Text shown
============

Weight loss - The theory is simple

In theory, controlling your weight is a simple matter of mathematics. If you eat more calories than you burn through exercise and daily living, you will put on weight. If you eat fewer calories than your body needs each day, you will lose weight. And for every 3,500 calories or so either way, you will gain or lose a pound in body weight.

Which means that in theory, if you do 200 calories worth of exercise every day for a week – which equates to around forty-five minutes of moderate exercise, such as a brisk walk – and cut your intake by a modest 300 calories every day, you will lose a pound in weight every week.

Unfortunately, theory and real life are two entirely different things.

This article on weight loss is written by Jackie Griffiths, a freelance journalist who writes health, medical, biological, and pharmaceutical articles for national and international journals, newsletters and web sites.

The application is hard

In our everyday lives, the best laid plans can falter for a variety of reasons. A busy day at work can disrupt your lunchtime exercise, working late can mean dinner is a high-fat takeaway instead of a healthy homemade meal. Having children in the house also brings a wide range of temptations, from pinching their high-fat snacks to finishing their dinner as you clear the plates.

Add in nights out, celebrations, comfort eating, reward eating, lethargy, tiredness, convenience and a whole raft of other daily factors, and keeping to the simple theory is anything but simple.

So what can you do to avoid these temptations?

What makes it difficult?

To identify the changes you need to make, you have to first sit down and look at where you’re going wrong. You have to be honest with yourself and admit your weaknesses. There will always be a good excuse to not make the right choice, but most of the time it isn’t really good enough.

Your weight is determined by a combination of factors, including genetic, metabolic, behavioural, environmental, cultural, and socioeconomic causes, and each makes it hard to lose weight.

============

Given records
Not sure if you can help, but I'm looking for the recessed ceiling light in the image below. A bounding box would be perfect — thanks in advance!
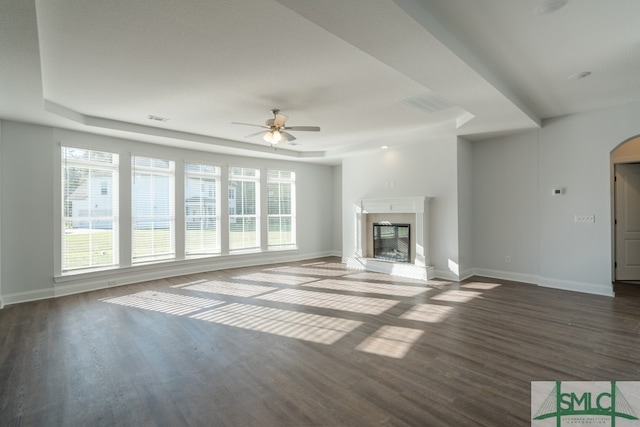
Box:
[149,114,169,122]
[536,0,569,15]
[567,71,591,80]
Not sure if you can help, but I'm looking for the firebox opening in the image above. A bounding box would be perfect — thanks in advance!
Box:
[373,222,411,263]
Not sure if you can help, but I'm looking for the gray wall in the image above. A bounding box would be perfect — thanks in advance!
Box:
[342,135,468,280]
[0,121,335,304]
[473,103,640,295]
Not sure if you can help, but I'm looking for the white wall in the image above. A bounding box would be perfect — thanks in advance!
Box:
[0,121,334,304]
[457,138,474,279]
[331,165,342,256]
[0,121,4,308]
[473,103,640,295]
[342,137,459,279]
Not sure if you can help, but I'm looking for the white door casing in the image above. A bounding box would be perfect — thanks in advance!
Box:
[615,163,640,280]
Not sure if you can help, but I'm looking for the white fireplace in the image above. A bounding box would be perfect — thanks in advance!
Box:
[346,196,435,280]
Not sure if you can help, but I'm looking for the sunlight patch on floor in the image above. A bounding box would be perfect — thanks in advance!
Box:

============

Do these statements agree with the weight loss text? Answer yes or no for each and quote the text's deciding words. 1. About 3,500 calories either way corresponds to a pound of body weight. 2. Doing 200 calories' worth of exercise equates to around thirty minutes of moderate exercise. 3. Weight is determined by genetic factors alone.

Solution for this problem
1. Yes: "for every 3,500 calories or so either way, you will gain or lose a pound in body weight."
2. No: "which equates to around forty-five minutes of moderate exercise, such as a brisk walk"
3. No: "Your weight is determined by a combination of factors, including genetic, metabolic, behavioural, environmental, cultural, and socioeconomic causes"